What do you think about the overall policy and regulatory climate that CEOs and boards face these days?

 

It’s more intense than it’s ever been. That’s both good and bad. It’s good in the sense that the board has a keener focus on issues like strategic direction, CEO compensation and the competitiveness of the company. It’s bad in that a number of practices have been adopted, in committees or at the board level, in which too much time is spent talking about compliance with Sarbanes-Oxley or worrying about some of the techniques of corporate governance. If you’re not careful, all this can become a check-the-box mentality that’s about protecting your rear end. That may divert time from talking about the customer and where the business is going.

 

My own guess is that the major part of adapting to Section 404 and New York Stock Exchange requirements is behind us. The better companies are going to come out of all this stronger. The information flows between senior management and the board are more intelligent and constructive. That’s a good thing.

Exercise 1
Write out the stretch of the entries from the line containing "of the black" through the last line of the entries, both ends included.

Supplied records
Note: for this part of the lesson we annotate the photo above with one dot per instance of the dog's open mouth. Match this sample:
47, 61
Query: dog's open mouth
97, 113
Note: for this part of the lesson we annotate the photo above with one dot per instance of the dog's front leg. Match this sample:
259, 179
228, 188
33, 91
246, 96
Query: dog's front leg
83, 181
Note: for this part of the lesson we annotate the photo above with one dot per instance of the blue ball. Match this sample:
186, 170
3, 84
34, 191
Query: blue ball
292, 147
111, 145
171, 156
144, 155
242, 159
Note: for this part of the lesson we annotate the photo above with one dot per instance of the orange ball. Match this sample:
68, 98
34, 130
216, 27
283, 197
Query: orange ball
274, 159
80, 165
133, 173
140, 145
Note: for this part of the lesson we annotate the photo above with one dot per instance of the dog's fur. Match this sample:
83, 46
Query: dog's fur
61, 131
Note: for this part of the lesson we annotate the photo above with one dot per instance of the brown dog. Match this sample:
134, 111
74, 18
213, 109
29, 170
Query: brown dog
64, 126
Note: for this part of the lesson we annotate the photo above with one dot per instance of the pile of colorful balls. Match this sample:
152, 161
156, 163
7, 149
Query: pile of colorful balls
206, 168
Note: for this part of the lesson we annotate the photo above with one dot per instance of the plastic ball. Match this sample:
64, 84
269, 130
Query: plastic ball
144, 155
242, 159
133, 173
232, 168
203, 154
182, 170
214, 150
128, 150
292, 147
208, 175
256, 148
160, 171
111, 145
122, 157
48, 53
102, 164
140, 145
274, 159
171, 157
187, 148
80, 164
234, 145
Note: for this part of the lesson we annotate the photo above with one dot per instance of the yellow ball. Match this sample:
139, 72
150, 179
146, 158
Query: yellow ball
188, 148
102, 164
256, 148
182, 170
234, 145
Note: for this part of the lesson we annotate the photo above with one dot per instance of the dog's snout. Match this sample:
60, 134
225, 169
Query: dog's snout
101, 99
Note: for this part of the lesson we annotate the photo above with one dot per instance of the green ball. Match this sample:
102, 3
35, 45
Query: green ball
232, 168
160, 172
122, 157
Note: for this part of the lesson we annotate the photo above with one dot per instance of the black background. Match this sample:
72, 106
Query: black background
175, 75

Exercise 2
In the interview excerpt on corporate boards, what does the speaker say a check-the-box mentality may divert time from?

Correct answer 1
Note: for this part of the lesson we annotate the photo above with one dot per instance of the black background. Match this sample:
72, 106
Query: black background
175, 75

Correct answer 2
Talking about the customer and where the business is going.